* _Task item_:
Below are entries; copy exactly the lines from the one with "spot the white trousers" through the one with "spot the loudspeaker on tripod", both included, and leave out the rest.

------ Source information

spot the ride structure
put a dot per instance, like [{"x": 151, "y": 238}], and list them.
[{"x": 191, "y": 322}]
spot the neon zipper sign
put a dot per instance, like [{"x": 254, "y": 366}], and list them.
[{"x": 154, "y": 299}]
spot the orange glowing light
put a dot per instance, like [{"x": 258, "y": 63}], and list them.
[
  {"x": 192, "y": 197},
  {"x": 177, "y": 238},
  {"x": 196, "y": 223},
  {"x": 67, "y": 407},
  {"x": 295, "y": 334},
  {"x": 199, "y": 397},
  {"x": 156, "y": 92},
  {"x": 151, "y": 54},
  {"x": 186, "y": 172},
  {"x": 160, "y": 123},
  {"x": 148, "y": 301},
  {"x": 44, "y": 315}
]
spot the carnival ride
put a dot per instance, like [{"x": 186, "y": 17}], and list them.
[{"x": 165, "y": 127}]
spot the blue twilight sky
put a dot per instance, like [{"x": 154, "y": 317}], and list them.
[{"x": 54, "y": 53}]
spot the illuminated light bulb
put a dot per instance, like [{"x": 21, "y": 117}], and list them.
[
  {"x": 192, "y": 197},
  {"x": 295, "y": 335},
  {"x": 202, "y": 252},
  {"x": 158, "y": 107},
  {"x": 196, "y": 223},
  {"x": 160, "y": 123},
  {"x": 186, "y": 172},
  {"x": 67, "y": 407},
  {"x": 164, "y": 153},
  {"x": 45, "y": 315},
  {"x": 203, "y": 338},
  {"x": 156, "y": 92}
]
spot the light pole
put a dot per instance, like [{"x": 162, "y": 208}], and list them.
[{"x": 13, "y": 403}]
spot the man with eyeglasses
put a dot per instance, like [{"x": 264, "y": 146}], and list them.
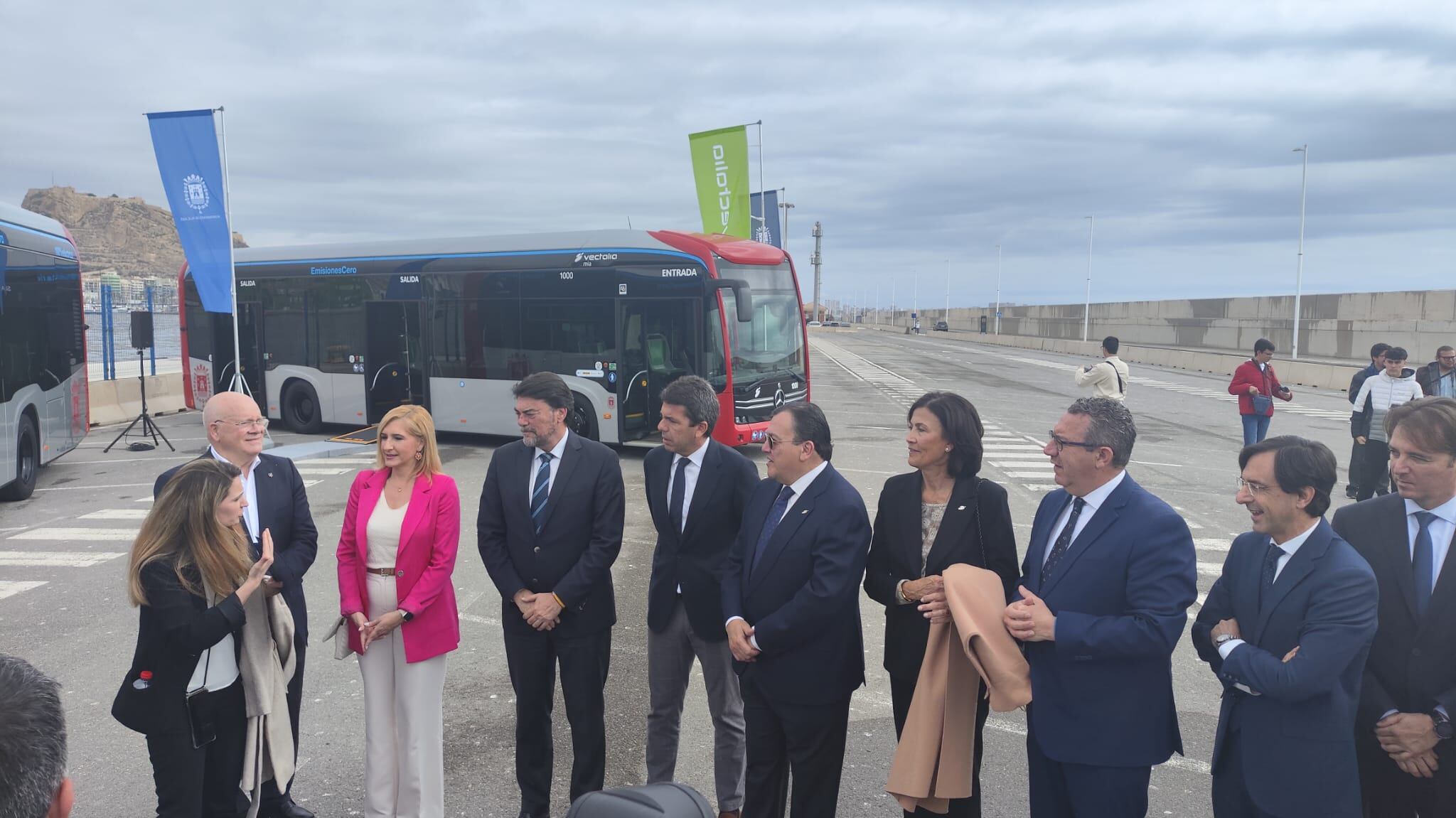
[
  {"x": 279, "y": 504},
  {"x": 1286, "y": 628},
  {"x": 1439, "y": 377},
  {"x": 1106, "y": 588},
  {"x": 791, "y": 600},
  {"x": 1404, "y": 733}
]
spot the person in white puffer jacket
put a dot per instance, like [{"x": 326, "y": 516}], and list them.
[{"x": 1393, "y": 386}]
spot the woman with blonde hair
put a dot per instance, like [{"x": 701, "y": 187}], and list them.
[
  {"x": 397, "y": 555},
  {"x": 191, "y": 577}
]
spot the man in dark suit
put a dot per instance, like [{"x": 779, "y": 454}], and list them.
[
  {"x": 277, "y": 502},
  {"x": 1404, "y": 725},
  {"x": 550, "y": 530},
  {"x": 1107, "y": 583},
  {"x": 791, "y": 594},
  {"x": 1286, "y": 628},
  {"x": 696, "y": 490}
]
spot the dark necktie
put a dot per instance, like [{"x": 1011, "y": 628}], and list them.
[
  {"x": 540, "y": 490},
  {"x": 771, "y": 524},
  {"x": 675, "y": 507},
  {"x": 1424, "y": 561},
  {"x": 1064, "y": 540},
  {"x": 1270, "y": 569}
]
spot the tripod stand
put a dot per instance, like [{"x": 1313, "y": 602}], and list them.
[{"x": 147, "y": 427}]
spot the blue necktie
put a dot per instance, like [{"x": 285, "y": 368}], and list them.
[
  {"x": 1064, "y": 540},
  {"x": 675, "y": 507},
  {"x": 771, "y": 524},
  {"x": 540, "y": 490},
  {"x": 1424, "y": 561}
]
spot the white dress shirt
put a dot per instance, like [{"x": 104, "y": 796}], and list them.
[
  {"x": 251, "y": 493},
  {"x": 1094, "y": 501},
  {"x": 555, "y": 465},
  {"x": 695, "y": 468},
  {"x": 800, "y": 487},
  {"x": 1288, "y": 548}
]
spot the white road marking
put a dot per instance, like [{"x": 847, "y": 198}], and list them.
[
  {"x": 76, "y": 534},
  {"x": 117, "y": 514},
  {"x": 55, "y": 559},
  {"x": 9, "y": 588}
]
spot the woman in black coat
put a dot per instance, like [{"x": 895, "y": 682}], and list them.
[
  {"x": 190, "y": 574},
  {"x": 939, "y": 514}
]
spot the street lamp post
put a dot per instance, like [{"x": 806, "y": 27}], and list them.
[
  {"x": 1086, "y": 309},
  {"x": 1299, "y": 271}
]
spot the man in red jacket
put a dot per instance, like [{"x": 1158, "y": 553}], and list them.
[{"x": 1256, "y": 384}]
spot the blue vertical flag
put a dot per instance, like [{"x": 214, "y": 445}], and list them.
[
  {"x": 766, "y": 230},
  {"x": 193, "y": 176}
]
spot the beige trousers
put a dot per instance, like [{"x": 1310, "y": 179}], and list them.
[{"x": 404, "y": 723}]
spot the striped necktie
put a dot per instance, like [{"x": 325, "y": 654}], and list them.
[{"x": 540, "y": 490}]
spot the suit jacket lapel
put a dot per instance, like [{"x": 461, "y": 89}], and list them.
[
  {"x": 960, "y": 510},
  {"x": 704, "y": 490}
]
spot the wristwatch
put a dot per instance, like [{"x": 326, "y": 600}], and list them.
[{"x": 1442, "y": 723}]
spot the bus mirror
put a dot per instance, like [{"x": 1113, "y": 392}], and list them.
[{"x": 740, "y": 294}]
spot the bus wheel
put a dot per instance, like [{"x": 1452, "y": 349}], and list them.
[
  {"x": 300, "y": 408},
  {"x": 583, "y": 419},
  {"x": 26, "y": 461}
]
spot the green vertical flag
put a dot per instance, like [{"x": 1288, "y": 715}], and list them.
[{"x": 721, "y": 169}]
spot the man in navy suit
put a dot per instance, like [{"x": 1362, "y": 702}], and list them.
[
  {"x": 791, "y": 600},
  {"x": 1288, "y": 628},
  {"x": 696, "y": 490},
  {"x": 279, "y": 504},
  {"x": 1107, "y": 583}
]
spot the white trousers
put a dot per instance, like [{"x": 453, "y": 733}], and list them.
[{"x": 404, "y": 722}]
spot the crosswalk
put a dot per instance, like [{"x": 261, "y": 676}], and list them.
[{"x": 107, "y": 530}]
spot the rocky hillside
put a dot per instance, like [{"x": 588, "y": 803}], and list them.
[{"x": 127, "y": 235}]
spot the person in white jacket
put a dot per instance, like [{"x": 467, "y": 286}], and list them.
[
  {"x": 1108, "y": 376},
  {"x": 1393, "y": 386}
]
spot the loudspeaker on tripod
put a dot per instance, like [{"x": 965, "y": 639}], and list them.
[{"x": 140, "y": 329}]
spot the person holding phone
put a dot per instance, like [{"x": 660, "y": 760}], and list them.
[{"x": 190, "y": 574}]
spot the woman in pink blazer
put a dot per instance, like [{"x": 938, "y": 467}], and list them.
[{"x": 397, "y": 555}]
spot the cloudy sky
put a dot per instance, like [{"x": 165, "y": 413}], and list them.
[{"x": 919, "y": 134}]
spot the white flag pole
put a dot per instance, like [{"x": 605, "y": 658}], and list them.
[{"x": 237, "y": 383}]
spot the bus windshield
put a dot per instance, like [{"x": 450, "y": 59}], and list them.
[{"x": 774, "y": 341}]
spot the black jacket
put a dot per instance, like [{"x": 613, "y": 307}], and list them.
[
  {"x": 695, "y": 558},
  {"x": 894, "y": 555},
  {"x": 1413, "y": 662},
  {"x": 283, "y": 511},
  {"x": 582, "y": 533},
  {"x": 176, "y": 626}
]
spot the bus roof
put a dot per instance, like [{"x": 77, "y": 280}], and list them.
[
  {"x": 21, "y": 217},
  {"x": 733, "y": 249}
]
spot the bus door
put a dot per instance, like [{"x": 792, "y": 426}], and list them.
[
  {"x": 393, "y": 370},
  {"x": 658, "y": 345}
]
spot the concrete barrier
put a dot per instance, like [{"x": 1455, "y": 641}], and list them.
[
  {"x": 119, "y": 401},
  {"x": 1290, "y": 373}
]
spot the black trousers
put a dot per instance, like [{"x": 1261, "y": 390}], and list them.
[
  {"x": 269, "y": 795},
  {"x": 533, "y": 657},
  {"x": 1388, "y": 792},
  {"x": 203, "y": 782},
  {"x": 901, "y": 691},
  {"x": 1083, "y": 791},
  {"x": 1375, "y": 469},
  {"x": 788, "y": 738}
]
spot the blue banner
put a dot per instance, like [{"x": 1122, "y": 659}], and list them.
[
  {"x": 768, "y": 229},
  {"x": 193, "y": 176}
]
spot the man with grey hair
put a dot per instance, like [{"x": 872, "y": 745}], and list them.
[
  {"x": 33, "y": 744},
  {"x": 1100, "y": 630},
  {"x": 696, "y": 490}
]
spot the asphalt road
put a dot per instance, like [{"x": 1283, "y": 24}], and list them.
[{"x": 63, "y": 601}]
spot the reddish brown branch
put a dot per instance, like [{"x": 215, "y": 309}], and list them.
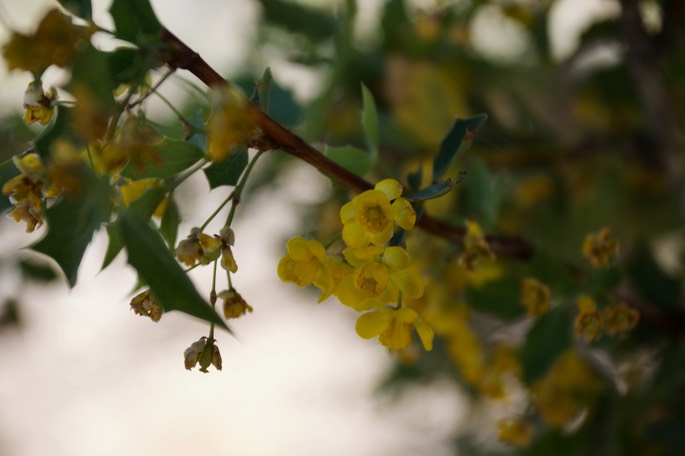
[{"x": 178, "y": 55}]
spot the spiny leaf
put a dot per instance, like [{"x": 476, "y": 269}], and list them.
[
  {"x": 71, "y": 224},
  {"x": 176, "y": 156},
  {"x": 457, "y": 140},
  {"x": 158, "y": 268},
  {"x": 228, "y": 171}
]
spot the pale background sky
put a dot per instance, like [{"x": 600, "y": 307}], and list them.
[{"x": 84, "y": 376}]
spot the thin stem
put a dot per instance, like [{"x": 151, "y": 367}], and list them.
[
  {"x": 152, "y": 89},
  {"x": 218, "y": 209},
  {"x": 241, "y": 185},
  {"x": 179, "y": 55}
]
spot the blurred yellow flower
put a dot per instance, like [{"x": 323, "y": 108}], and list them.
[{"x": 393, "y": 327}]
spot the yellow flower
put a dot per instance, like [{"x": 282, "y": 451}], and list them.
[
  {"x": 233, "y": 123},
  {"x": 38, "y": 104},
  {"x": 588, "y": 320},
  {"x": 56, "y": 42},
  {"x": 303, "y": 261},
  {"x": 600, "y": 248},
  {"x": 198, "y": 247},
  {"x": 515, "y": 431},
  {"x": 393, "y": 327},
  {"x": 204, "y": 352},
  {"x": 378, "y": 277},
  {"x": 234, "y": 304},
  {"x": 566, "y": 391},
  {"x": 535, "y": 297},
  {"x": 371, "y": 216},
  {"x": 146, "y": 305},
  {"x": 619, "y": 319},
  {"x": 476, "y": 247}
]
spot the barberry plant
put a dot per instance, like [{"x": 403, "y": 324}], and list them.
[{"x": 443, "y": 264}]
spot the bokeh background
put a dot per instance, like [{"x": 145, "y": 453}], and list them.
[{"x": 81, "y": 375}]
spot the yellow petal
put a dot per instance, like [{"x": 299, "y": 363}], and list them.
[
  {"x": 408, "y": 281},
  {"x": 404, "y": 213},
  {"x": 347, "y": 212},
  {"x": 371, "y": 324},
  {"x": 355, "y": 236},
  {"x": 396, "y": 258},
  {"x": 426, "y": 334},
  {"x": 390, "y": 187}
]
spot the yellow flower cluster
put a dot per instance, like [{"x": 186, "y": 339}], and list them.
[
  {"x": 615, "y": 320},
  {"x": 38, "y": 104},
  {"x": 566, "y": 391},
  {"x": 370, "y": 276},
  {"x": 28, "y": 191},
  {"x": 202, "y": 248},
  {"x": 476, "y": 247}
]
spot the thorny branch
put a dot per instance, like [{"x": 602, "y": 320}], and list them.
[{"x": 179, "y": 55}]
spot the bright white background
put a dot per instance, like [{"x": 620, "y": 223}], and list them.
[{"x": 84, "y": 376}]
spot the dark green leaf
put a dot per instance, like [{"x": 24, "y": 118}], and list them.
[
  {"x": 227, "y": 172},
  {"x": 652, "y": 282},
  {"x": 148, "y": 254},
  {"x": 299, "y": 19},
  {"x": 144, "y": 206},
  {"x": 370, "y": 121},
  {"x": 125, "y": 66},
  {"x": 501, "y": 298},
  {"x": 135, "y": 20},
  {"x": 176, "y": 156},
  {"x": 81, "y": 8},
  {"x": 170, "y": 221},
  {"x": 436, "y": 190},
  {"x": 36, "y": 270},
  {"x": 547, "y": 339},
  {"x": 71, "y": 224},
  {"x": 90, "y": 77},
  {"x": 458, "y": 139},
  {"x": 351, "y": 158}
]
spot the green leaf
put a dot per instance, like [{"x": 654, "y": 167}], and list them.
[
  {"x": 458, "y": 139},
  {"x": 125, "y": 66},
  {"x": 263, "y": 89},
  {"x": 299, "y": 19},
  {"x": 90, "y": 77},
  {"x": 170, "y": 221},
  {"x": 36, "y": 270},
  {"x": 351, "y": 158},
  {"x": 547, "y": 339},
  {"x": 80, "y": 8},
  {"x": 135, "y": 20},
  {"x": 176, "y": 156},
  {"x": 501, "y": 298},
  {"x": 370, "y": 121},
  {"x": 144, "y": 206},
  {"x": 652, "y": 282},
  {"x": 227, "y": 172},
  {"x": 436, "y": 190},
  {"x": 158, "y": 268},
  {"x": 71, "y": 224}
]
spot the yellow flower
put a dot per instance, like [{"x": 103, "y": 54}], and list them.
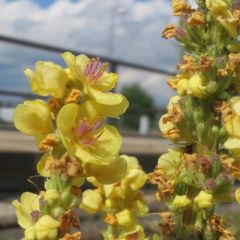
[
  {"x": 182, "y": 86},
  {"x": 136, "y": 177},
  {"x": 233, "y": 144},
  {"x": 136, "y": 233},
  {"x": 33, "y": 118},
  {"x": 96, "y": 82},
  {"x": 237, "y": 195},
  {"x": 170, "y": 161},
  {"x": 181, "y": 202},
  {"x": 222, "y": 13},
  {"x": 125, "y": 218},
  {"x": 169, "y": 129},
  {"x": 203, "y": 200},
  {"x": 28, "y": 205},
  {"x": 30, "y": 234},
  {"x": 232, "y": 123},
  {"x": 196, "y": 86},
  {"x": 46, "y": 228},
  {"x": 94, "y": 144},
  {"x": 92, "y": 201},
  {"x": 180, "y": 7},
  {"x": 47, "y": 79},
  {"x": 51, "y": 196}
]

------------

* _Exercise answer_:
spot the white trousers
put a dot per instance, like [{"x": 453, "y": 733}], and list them.
[{"x": 404, "y": 722}]
spot the crosswalk
put a dot per instance, like [{"x": 261, "y": 676}], and list them.
[{"x": 107, "y": 530}]
spot the rocky hillside
put a dot per instance, like [{"x": 588, "y": 803}], and list them.
[{"x": 127, "y": 235}]
spot the person in white jacket
put a dot per instance, like [{"x": 467, "y": 286}], and list them.
[
  {"x": 1108, "y": 376},
  {"x": 1393, "y": 386}
]
spot the loudspeaker on tripod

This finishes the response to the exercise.